Copy each of the rows below line for line, reproducing every character without changes.
──────── Data provided ────────
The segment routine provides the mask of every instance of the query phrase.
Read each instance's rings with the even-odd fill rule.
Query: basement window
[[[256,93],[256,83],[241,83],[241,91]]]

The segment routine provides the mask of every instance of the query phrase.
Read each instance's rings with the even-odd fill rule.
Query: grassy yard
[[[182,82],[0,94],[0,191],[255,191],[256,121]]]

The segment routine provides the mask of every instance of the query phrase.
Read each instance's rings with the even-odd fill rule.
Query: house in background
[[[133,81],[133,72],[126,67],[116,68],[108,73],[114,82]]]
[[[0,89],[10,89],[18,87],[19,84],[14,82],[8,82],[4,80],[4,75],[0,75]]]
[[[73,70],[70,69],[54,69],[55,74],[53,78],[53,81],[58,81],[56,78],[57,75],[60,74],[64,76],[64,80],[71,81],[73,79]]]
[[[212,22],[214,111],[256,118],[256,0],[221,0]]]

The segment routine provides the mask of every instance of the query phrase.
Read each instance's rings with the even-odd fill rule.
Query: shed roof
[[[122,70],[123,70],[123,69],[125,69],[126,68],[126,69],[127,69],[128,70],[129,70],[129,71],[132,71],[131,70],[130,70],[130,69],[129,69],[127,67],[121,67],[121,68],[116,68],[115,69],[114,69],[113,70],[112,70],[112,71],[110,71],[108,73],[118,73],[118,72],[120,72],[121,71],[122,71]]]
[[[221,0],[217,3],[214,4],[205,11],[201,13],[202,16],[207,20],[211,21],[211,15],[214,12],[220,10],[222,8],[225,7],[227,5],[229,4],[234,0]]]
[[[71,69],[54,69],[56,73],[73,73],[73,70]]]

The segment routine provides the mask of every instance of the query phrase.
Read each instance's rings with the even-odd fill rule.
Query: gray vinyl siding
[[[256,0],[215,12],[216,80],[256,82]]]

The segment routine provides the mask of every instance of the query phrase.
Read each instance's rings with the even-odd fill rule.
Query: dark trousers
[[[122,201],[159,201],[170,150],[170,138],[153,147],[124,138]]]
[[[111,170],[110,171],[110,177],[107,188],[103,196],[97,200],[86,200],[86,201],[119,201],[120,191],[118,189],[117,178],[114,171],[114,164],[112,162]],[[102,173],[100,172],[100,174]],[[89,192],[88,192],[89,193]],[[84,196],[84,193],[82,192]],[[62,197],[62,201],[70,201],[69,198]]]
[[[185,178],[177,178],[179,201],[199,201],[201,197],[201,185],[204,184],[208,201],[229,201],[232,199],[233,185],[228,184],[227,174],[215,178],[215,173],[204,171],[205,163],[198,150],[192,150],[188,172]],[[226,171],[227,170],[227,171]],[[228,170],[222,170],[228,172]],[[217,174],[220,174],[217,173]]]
────────
**Solution to the problem:**
The segment routine provides the mask of every instance of the query phrase.
Read each instance's rings with the even-odd fill rule.
Query: basement window
[[[256,93],[256,83],[241,83],[241,91]]]

The segment routine provides the mask of every instance of the query phrase.
Read each instance's rings with the even-odd fill rule.
Query: grassy yard
[[[182,82],[0,94],[0,191],[255,191],[256,121]]]

The segment routine provides the mask of every instance of the query phrase.
Read each instance's rings with the even-odd fill rule.
Query: house in background
[[[133,81],[133,72],[126,67],[116,68],[108,73],[114,82]]]
[[[0,89],[10,89],[18,87],[19,84],[14,82],[8,82],[4,80],[4,75],[0,75]]]
[[[73,70],[70,69],[54,69],[55,74],[53,78],[53,81],[58,81],[56,78],[57,75],[60,74],[64,76],[64,80],[71,81],[73,79]]]
[[[212,22],[214,111],[256,118],[256,0],[221,0]]]

The segment routine provides the mask of every instance of the query phrase.
Read each instance's rings with the even-odd fill rule.
Query: shed roof
[[[122,70],[123,70],[123,69],[125,69],[126,68],[126,69],[127,69],[128,70],[129,70],[129,71],[132,71],[131,70],[130,70],[130,69],[129,69],[127,67],[121,67],[121,68],[116,68],[115,69],[114,69],[113,70],[112,70],[112,71],[110,71],[108,73],[118,73],[118,72],[120,72],[121,71],[122,71]]]
[[[221,0],[217,3],[214,4],[205,11],[201,13],[202,16],[207,20],[211,21],[211,15],[214,12],[220,10],[222,8],[225,7],[227,5],[229,4],[234,0]]]
[[[71,69],[54,69],[56,73],[73,73],[73,70]]]

The segment routine provides the mask of every instance of the query phrase.
Read each instance's rings with the even-odd fill rule.
Query: gray vinyl siding
[[[256,0],[215,12],[216,80],[256,82]]]

The segment routine provides the mask of every instance of the query phrase.
Read each instance's rings with the even-odd fill rule.
Query: dark trousers
[[[122,201],[159,201],[170,150],[170,138],[153,147],[124,138]]]
[[[111,170],[110,171],[110,177],[107,188],[103,196],[97,200],[86,200],[86,201],[119,201],[120,191],[118,189],[117,178],[114,171],[114,164],[112,162]],[[102,173],[100,172],[100,174]],[[89,192],[88,192],[89,193]],[[84,196],[84,193],[82,192]],[[62,197],[62,201],[70,201],[69,198]]]
[[[185,178],[177,178],[179,201],[199,201],[201,197],[201,185],[204,184],[208,201],[229,201],[232,199],[233,185],[228,184],[227,174],[215,178],[215,173],[204,171],[205,163],[198,150],[192,150],[188,172]],[[226,171],[227,170],[227,171]],[[228,170],[222,170],[228,172]],[[217,174],[220,174],[217,173]]]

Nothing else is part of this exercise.